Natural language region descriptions
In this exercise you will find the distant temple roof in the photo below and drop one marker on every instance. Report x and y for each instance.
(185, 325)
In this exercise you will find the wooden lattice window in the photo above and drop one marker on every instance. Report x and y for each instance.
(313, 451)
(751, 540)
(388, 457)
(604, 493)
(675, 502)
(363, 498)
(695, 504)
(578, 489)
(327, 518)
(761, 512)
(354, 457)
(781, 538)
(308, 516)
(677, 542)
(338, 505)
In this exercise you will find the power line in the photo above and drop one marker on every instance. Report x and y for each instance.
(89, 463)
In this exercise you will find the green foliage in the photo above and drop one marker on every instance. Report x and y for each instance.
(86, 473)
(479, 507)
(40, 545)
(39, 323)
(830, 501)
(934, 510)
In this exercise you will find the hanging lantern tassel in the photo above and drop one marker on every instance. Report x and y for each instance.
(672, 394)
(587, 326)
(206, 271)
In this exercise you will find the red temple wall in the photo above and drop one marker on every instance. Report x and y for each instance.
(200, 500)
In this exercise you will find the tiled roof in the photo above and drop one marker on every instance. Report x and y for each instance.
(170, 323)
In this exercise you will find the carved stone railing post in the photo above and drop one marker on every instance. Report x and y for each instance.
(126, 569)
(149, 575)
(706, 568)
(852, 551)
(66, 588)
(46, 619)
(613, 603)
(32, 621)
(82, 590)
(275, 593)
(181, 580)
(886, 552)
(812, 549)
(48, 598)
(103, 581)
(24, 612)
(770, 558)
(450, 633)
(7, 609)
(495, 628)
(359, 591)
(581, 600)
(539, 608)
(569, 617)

__Work instructions__
Copy every entry exactly, leaving nothing out.

__Answer to the problem__
In this exercise you will find the distant temple roof in the photo below and drop one marker on every instance. Report x and y for each instance.
(185, 325)
In this exercise you will find the wooden lattice window in the photo above and drop one marker on every instance. Report x and y for each instance.
(313, 451)
(751, 540)
(388, 457)
(604, 493)
(675, 502)
(363, 498)
(695, 504)
(578, 489)
(327, 518)
(761, 512)
(354, 457)
(781, 538)
(308, 516)
(677, 542)
(338, 505)
In this exercise you will find the power line in the photo above and drop one marker on every instance. Report x and y for each instance.
(89, 463)
In this exercise you will find the green foliage in the photo above and drop one marker on every instance. Report x and y for each instance.
(86, 473)
(479, 507)
(40, 545)
(39, 323)
(830, 501)
(934, 510)
In this exercise you will find the hanging lantern tassel in the photo above and drop one marker on every instance. Report x and y for each instance.
(672, 394)
(587, 326)
(206, 271)
In this exercise you will find the red temple wall in the photo above and drop one marker on every instance. Report x and y for each instance.
(200, 500)
In this exercise you will find the tiled roof in the photo above and drop one marker on every instance. Report x and y for each instance.
(170, 323)
In this exercise you will find the carved stone railing post in the photo above and drop one marker on every instance. Report x and y for each instance.
(126, 569)
(149, 575)
(706, 568)
(852, 551)
(66, 588)
(46, 619)
(613, 603)
(32, 621)
(82, 590)
(275, 593)
(181, 580)
(886, 552)
(812, 549)
(48, 598)
(103, 581)
(24, 612)
(770, 558)
(450, 633)
(7, 609)
(495, 628)
(359, 591)
(581, 600)
(539, 608)
(569, 617)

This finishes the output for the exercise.